Data section |
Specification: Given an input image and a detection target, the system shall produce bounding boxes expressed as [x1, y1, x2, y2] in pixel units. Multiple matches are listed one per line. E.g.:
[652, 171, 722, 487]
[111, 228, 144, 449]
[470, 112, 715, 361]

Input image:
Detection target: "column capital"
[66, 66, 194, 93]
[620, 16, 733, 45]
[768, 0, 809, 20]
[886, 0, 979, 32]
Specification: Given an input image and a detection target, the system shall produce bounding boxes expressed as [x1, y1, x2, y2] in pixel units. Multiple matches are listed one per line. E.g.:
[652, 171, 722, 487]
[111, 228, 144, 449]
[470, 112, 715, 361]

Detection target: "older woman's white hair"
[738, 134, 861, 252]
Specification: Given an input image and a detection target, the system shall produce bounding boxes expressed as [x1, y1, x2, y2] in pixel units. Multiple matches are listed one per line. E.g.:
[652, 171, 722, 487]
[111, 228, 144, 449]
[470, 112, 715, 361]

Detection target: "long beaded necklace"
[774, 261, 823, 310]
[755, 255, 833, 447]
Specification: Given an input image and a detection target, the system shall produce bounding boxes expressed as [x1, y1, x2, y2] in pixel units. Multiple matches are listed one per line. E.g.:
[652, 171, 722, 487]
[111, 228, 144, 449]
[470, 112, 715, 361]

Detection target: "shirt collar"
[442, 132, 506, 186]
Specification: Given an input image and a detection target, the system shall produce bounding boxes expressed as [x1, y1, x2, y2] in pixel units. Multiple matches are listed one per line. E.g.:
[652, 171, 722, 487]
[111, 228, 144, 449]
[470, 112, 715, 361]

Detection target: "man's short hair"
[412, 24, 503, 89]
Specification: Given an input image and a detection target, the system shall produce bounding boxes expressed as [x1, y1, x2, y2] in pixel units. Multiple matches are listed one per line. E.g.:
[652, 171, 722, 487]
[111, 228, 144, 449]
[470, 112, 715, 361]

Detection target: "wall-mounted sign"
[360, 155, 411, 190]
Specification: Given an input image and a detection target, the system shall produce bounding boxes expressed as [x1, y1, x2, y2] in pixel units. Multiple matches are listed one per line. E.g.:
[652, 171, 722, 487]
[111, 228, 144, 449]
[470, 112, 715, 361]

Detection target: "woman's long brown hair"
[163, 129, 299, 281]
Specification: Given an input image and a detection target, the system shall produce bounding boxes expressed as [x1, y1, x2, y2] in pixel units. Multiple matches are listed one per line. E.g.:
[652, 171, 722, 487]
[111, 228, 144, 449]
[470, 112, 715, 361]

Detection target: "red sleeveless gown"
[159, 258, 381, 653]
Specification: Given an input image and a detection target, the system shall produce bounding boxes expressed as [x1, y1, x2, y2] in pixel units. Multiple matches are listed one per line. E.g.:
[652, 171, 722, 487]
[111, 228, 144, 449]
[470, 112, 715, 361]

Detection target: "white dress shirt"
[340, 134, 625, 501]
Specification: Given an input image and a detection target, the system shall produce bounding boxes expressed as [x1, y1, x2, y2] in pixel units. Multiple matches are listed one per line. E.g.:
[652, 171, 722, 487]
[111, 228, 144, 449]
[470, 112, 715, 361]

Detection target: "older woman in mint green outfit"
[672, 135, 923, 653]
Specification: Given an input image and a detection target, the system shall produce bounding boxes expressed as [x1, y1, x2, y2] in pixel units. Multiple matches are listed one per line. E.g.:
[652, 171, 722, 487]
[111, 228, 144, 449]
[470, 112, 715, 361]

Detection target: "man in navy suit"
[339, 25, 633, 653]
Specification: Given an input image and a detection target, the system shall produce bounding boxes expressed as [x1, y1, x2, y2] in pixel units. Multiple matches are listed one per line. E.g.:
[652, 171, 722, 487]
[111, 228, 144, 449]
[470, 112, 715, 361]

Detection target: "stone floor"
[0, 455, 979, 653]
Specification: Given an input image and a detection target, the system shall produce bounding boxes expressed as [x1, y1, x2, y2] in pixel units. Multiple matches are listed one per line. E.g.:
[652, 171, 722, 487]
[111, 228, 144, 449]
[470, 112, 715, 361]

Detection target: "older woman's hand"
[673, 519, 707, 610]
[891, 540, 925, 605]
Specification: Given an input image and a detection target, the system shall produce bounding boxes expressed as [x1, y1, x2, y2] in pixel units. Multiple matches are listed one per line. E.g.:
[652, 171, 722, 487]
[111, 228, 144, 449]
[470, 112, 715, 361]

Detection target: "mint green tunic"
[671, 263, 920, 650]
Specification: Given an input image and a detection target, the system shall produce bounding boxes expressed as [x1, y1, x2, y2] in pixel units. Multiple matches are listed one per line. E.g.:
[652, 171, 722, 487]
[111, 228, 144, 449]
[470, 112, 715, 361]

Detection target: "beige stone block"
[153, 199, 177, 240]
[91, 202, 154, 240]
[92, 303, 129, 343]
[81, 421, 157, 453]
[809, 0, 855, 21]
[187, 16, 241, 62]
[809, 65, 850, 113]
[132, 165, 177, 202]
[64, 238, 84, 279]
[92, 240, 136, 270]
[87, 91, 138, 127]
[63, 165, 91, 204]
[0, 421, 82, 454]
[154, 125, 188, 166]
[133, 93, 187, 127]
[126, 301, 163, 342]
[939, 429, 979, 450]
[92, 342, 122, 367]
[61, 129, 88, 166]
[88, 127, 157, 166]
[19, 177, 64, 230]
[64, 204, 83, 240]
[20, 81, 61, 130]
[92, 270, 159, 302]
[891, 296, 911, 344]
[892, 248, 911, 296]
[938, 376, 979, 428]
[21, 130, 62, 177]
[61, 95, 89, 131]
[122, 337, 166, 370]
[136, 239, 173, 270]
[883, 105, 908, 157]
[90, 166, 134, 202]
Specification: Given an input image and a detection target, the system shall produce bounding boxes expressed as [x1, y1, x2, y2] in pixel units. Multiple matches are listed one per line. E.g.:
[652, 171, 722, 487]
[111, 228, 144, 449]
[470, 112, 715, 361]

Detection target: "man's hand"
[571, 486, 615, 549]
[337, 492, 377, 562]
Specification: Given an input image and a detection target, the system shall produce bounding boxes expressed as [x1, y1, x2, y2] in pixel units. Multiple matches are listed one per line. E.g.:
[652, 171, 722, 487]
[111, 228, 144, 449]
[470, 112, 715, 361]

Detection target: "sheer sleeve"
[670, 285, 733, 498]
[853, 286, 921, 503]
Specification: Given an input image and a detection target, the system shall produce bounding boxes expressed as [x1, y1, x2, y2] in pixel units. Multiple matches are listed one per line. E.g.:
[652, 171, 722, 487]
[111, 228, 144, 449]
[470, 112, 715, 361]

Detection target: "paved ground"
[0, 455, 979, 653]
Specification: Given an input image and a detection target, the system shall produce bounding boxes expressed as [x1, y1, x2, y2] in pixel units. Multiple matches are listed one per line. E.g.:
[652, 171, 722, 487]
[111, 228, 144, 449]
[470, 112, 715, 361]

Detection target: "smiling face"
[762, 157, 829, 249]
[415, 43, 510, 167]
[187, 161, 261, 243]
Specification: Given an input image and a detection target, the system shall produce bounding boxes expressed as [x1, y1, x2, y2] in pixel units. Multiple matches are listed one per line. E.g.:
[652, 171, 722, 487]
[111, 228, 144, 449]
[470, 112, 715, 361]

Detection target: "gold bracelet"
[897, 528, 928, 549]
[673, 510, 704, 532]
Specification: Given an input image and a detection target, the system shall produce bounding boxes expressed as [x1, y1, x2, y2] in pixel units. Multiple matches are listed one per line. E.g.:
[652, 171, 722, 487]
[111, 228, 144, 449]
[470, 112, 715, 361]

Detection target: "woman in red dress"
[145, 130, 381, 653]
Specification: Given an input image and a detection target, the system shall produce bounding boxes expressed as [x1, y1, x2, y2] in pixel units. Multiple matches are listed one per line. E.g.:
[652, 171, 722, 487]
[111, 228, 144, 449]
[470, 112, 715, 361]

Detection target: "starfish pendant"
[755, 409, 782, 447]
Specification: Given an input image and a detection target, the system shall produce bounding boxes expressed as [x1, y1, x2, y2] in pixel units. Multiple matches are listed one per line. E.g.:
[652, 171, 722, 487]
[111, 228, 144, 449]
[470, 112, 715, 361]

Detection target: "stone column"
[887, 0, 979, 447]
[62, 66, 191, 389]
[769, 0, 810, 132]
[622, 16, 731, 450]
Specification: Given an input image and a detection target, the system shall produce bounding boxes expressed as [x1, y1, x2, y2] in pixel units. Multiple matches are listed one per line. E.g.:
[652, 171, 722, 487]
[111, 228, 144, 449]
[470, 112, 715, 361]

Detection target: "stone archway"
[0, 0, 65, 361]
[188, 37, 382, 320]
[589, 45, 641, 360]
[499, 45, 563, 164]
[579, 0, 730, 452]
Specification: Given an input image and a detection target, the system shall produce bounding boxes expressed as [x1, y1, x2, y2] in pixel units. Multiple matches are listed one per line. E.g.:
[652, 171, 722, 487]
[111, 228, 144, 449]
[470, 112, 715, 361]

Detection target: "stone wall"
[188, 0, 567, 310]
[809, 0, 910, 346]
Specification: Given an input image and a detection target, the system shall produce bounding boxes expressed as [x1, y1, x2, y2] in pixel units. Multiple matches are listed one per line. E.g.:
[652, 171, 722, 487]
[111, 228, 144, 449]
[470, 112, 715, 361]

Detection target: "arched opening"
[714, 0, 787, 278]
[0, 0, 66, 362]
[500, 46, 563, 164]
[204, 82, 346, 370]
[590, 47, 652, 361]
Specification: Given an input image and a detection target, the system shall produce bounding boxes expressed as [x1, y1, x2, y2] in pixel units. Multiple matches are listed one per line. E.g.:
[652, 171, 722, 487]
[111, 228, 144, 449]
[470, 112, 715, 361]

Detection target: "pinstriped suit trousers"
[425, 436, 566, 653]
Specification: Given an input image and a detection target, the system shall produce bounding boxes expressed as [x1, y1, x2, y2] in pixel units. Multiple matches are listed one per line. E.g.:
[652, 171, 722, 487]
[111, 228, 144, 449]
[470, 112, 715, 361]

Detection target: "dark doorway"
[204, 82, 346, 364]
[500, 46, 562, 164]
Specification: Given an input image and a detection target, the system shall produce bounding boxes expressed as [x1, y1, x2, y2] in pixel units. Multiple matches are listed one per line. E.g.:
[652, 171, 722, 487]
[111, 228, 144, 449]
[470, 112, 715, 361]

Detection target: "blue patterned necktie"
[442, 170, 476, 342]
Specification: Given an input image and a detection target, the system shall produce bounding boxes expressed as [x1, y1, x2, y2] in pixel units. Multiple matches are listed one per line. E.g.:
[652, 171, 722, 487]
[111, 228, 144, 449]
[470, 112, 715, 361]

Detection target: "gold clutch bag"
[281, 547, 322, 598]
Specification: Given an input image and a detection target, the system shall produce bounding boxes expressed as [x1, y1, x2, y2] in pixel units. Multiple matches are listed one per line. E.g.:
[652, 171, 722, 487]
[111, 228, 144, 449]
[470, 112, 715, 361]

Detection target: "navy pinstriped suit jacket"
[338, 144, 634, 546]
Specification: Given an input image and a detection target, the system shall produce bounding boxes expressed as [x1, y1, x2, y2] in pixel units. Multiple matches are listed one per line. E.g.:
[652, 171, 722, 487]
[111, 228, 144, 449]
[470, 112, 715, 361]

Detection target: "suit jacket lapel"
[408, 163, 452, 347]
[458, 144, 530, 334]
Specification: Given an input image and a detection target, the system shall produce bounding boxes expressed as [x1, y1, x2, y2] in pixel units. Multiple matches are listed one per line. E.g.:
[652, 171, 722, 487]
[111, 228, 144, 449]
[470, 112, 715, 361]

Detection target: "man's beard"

Problem requirements | Could you reproduce the records above, from their start through the line containing "[755, 255, 833, 447]", swapping "bounding boxes" for "rectangles" and leaving everything else untouched?

Solution |
Specification: Given an input image and a detection target, the system shall produce rectangles expressed as [x1, y1, x2, y2] in pixel units. Multiple matches are listed one per line. E.g.:
[652, 171, 722, 487]
[111, 228, 144, 449]
[470, 112, 715, 361]

Input image:
Detection target: "column capital"
[66, 66, 194, 93]
[620, 16, 733, 45]
[768, 0, 809, 20]
[886, 0, 979, 32]
Specification: Given an input image and a detection target, the system shall produce rectangles expressed as [x1, y1, x2, y2] in pixel units. Multiple matches are listed one per line. E.g.:
[652, 171, 722, 487]
[111, 228, 144, 449]
[470, 112, 715, 361]

Detection target: "older woman's white hair"
[738, 134, 861, 252]
Specification: Given an input image and a detection target, the system shall produce rectangles expressed as [x1, y1, x2, y2] in pixel units. Multiple matches are listed one per line. E.g.:
[652, 171, 722, 487]
[111, 228, 144, 449]
[470, 112, 715, 361]

Detection target: "long beaded necklace"
[774, 261, 823, 310]
[755, 255, 833, 447]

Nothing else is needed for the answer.